=== Your objective ===
From the listing below, extract each line containing the string "license".

+ + + +

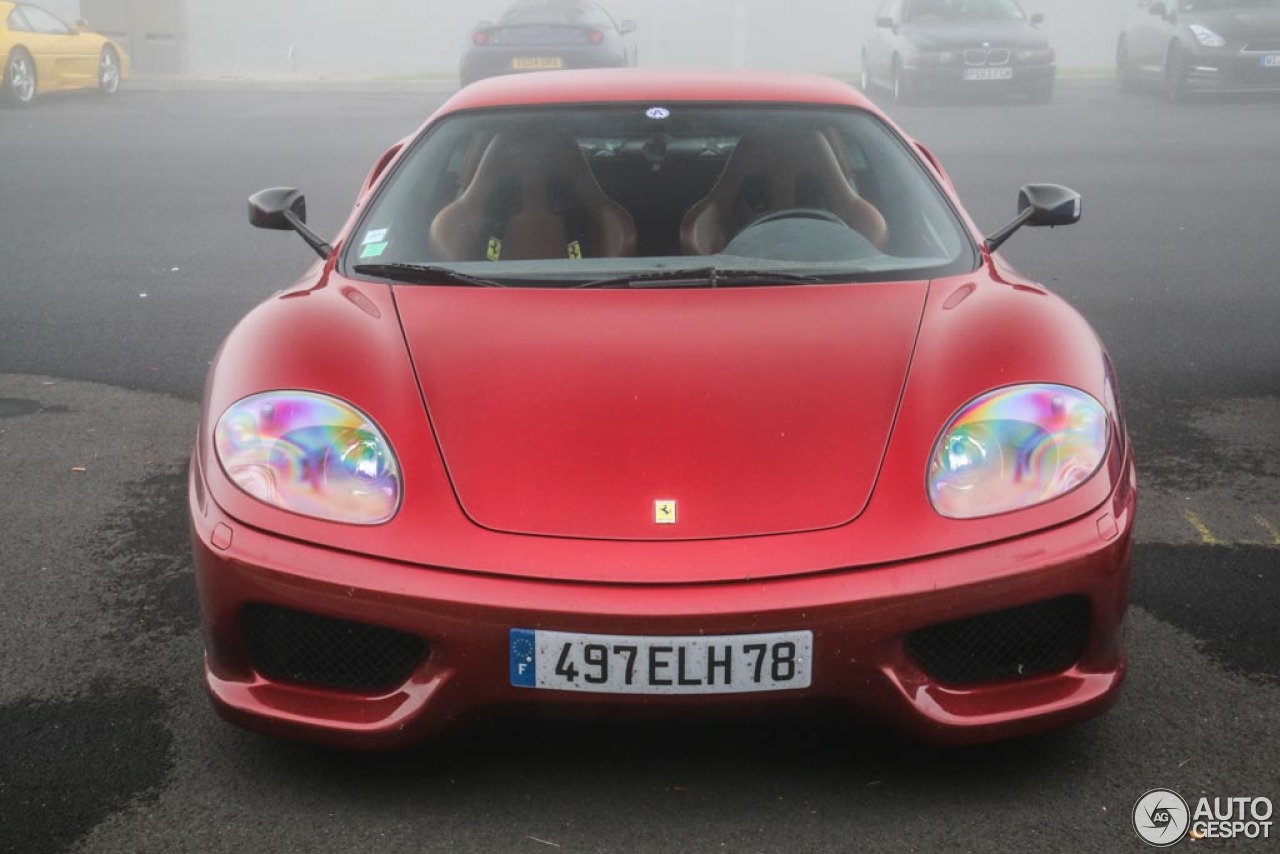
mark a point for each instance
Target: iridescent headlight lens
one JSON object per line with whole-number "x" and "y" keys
{"x": 1014, "y": 448}
{"x": 311, "y": 455}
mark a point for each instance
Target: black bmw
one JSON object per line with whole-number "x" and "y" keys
{"x": 547, "y": 35}
{"x": 923, "y": 46}
{"x": 1202, "y": 46}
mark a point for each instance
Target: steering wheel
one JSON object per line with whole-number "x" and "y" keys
{"x": 795, "y": 213}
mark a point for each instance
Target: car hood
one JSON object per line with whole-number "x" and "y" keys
{"x": 579, "y": 412}
{"x": 1237, "y": 24}
{"x": 951, "y": 35}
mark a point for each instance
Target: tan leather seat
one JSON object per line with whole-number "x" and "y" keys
{"x": 773, "y": 170}
{"x": 533, "y": 196}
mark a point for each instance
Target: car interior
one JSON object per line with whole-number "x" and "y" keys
{"x": 521, "y": 191}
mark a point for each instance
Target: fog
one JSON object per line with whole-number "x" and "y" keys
{"x": 425, "y": 37}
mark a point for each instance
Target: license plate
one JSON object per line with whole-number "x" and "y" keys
{"x": 988, "y": 73}
{"x": 536, "y": 63}
{"x": 562, "y": 661}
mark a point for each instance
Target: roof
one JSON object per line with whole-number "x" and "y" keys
{"x": 641, "y": 85}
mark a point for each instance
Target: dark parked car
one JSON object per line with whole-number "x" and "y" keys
{"x": 547, "y": 35}
{"x": 1202, "y": 45}
{"x": 923, "y": 46}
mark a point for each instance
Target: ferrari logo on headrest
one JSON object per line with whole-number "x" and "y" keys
{"x": 664, "y": 511}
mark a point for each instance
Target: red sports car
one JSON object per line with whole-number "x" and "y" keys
{"x": 627, "y": 388}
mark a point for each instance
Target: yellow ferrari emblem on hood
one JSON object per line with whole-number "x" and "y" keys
{"x": 664, "y": 511}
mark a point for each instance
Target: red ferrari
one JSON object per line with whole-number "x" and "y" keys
{"x": 626, "y": 388}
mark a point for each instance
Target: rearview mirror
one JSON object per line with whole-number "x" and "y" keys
{"x": 1050, "y": 205}
{"x": 284, "y": 209}
{"x": 1040, "y": 205}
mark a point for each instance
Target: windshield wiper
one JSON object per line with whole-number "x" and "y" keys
{"x": 424, "y": 274}
{"x": 700, "y": 277}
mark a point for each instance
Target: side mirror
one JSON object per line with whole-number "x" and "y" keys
{"x": 284, "y": 209}
{"x": 1040, "y": 205}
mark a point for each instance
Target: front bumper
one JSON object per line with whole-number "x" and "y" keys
{"x": 494, "y": 62}
{"x": 1233, "y": 71}
{"x": 860, "y": 619}
{"x": 1025, "y": 80}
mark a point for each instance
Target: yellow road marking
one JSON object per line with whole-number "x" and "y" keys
{"x": 1269, "y": 528}
{"x": 1201, "y": 528}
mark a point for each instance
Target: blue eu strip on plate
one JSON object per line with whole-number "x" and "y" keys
{"x": 524, "y": 662}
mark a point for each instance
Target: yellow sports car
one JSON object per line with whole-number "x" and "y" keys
{"x": 42, "y": 54}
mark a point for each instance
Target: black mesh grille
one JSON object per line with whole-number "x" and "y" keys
{"x": 296, "y": 647}
{"x": 1029, "y": 640}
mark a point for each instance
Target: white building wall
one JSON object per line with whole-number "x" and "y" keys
{"x": 400, "y": 37}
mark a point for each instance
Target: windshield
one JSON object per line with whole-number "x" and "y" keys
{"x": 1208, "y": 5}
{"x": 566, "y": 196}
{"x": 927, "y": 10}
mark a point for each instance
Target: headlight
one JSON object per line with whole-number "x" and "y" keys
{"x": 311, "y": 455}
{"x": 1206, "y": 36}
{"x": 1034, "y": 55}
{"x": 1014, "y": 448}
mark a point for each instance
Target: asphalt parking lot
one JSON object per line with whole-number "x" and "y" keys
{"x": 127, "y": 257}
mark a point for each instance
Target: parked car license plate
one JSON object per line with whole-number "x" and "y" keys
{"x": 536, "y": 63}
{"x": 988, "y": 73}
{"x": 661, "y": 665}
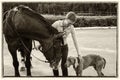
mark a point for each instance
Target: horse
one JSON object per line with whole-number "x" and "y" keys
{"x": 21, "y": 25}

+ + + +

=== Solved exercise ===
Target: license plate
Target: parked car license plate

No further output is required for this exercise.